(Your task) Copy out every line of the records below word for word, with nothing changed.

=======

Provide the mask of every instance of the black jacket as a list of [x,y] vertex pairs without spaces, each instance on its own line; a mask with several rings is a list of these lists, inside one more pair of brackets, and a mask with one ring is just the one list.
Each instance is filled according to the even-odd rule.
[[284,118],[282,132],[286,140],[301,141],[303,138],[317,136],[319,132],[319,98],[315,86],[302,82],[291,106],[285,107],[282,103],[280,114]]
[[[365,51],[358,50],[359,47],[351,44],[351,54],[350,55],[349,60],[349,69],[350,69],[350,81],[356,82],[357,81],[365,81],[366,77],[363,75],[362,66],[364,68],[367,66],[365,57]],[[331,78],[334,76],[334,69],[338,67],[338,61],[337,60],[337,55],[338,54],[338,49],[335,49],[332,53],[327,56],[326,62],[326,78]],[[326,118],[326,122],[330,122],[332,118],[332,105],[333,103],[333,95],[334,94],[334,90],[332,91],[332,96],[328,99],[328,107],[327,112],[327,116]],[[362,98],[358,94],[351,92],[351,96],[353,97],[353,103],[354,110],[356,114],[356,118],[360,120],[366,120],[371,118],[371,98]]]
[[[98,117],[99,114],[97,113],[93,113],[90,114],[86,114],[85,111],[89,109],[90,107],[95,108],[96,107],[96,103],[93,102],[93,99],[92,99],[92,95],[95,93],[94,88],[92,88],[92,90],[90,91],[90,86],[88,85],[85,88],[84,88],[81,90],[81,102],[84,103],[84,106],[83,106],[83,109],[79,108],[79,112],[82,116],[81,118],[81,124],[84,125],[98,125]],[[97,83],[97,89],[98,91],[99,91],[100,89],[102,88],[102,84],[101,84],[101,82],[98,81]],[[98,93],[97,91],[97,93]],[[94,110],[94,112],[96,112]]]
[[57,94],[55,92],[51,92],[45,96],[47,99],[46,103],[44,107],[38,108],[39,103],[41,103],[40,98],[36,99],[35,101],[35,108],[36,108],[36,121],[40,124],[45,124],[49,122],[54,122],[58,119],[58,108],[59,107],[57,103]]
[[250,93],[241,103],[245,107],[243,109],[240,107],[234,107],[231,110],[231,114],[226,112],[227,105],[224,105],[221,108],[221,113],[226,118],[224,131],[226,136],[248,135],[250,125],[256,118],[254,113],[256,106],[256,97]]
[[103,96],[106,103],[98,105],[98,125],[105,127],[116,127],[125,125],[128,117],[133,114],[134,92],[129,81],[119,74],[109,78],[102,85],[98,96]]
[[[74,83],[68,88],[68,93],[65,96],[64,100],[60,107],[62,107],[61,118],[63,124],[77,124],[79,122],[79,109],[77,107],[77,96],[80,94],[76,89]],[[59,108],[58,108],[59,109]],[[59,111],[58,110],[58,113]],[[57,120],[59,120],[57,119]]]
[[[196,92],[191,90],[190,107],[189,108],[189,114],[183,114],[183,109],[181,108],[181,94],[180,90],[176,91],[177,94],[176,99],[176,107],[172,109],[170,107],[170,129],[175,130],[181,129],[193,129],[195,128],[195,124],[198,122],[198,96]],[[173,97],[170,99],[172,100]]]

=======

(Result for this task)
Provide the mask of every instance of the black jacket as a list of [x,y] vertex pairs without spaces, each instance on its own line; a mask with several rings is a list of these lists, inside one more pair of brackets, and a mask with one ring is just the one list.
Each instance is filled according to the even-odd rule.
[[284,118],[282,132],[286,140],[301,141],[303,138],[317,136],[319,132],[319,98],[315,86],[302,82],[291,106],[285,107],[282,103],[280,114]]
[[[365,51],[358,50],[359,47],[351,44],[351,54],[350,55],[349,60],[349,69],[350,69],[350,81],[356,82],[357,81],[365,81],[366,77],[363,75],[362,66],[364,68],[367,66],[365,57]],[[331,78],[334,76],[334,69],[338,67],[338,61],[337,60],[337,55],[338,54],[338,49],[335,49],[332,53],[327,56],[326,62],[326,78]],[[326,118],[326,122],[330,122],[332,118],[332,105],[333,103],[333,95],[334,94],[334,90],[332,91],[332,96],[328,99],[328,107],[327,112],[327,116]],[[362,98],[358,94],[351,92],[351,96],[353,97],[353,103],[354,110],[356,114],[356,118],[360,120],[366,120],[371,118],[371,98]]]
[[[98,117],[99,114],[97,113],[93,113],[90,114],[86,114],[85,111],[89,109],[90,107],[95,108],[96,107],[96,103],[93,102],[93,99],[92,99],[92,95],[95,93],[94,88],[92,88],[92,90],[90,91],[90,86],[88,85],[85,88],[84,88],[81,90],[81,102],[84,103],[84,106],[83,106],[83,109],[79,108],[79,112],[82,116],[81,118],[81,124],[84,125],[98,125]],[[97,83],[97,89],[98,91],[99,91],[100,89],[102,88],[102,84],[101,84],[101,82],[98,81]],[[98,93],[97,91],[97,93]],[[94,110],[94,112],[96,112]]]
[[57,94],[55,92],[51,92],[45,96],[47,99],[46,103],[44,107],[38,108],[39,103],[41,103],[40,98],[36,99],[35,101],[35,108],[36,108],[36,121],[40,124],[45,124],[49,122],[54,122],[58,119],[58,108],[59,107],[57,103]]
[[250,93],[241,103],[245,107],[243,109],[240,107],[234,107],[231,110],[231,114],[226,112],[227,105],[224,105],[221,108],[221,113],[226,118],[224,131],[226,136],[248,135],[250,125],[256,118],[254,113],[256,106],[256,97]]
[[103,96],[106,103],[98,105],[98,125],[105,127],[116,127],[125,125],[128,117],[133,114],[134,92],[129,81],[119,74],[109,78],[102,85],[98,96]]
[[[74,83],[68,88],[68,93],[65,96],[64,100],[60,107],[62,107],[61,118],[63,124],[77,124],[79,122],[79,109],[77,107],[77,96],[80,94],[76,89]],[[59,108],[58,108],[59,109]],[[59,111],[58,110],[58,113]],[[57,120],[59,120],[57,119]]]
[[[196,92],[191,90],[190,107],[189,108],[189,114],[183,114],[183,109],[181,108],[181,94],[180,90],[176,91],[177,94],[176,99],[176,107],[172,109],[170,107],[170,129],[175,130],[181,129],[193,129],[195,128],[195,124],[198,122],[198,96]],[[173,97],[170,99],[172,100]]]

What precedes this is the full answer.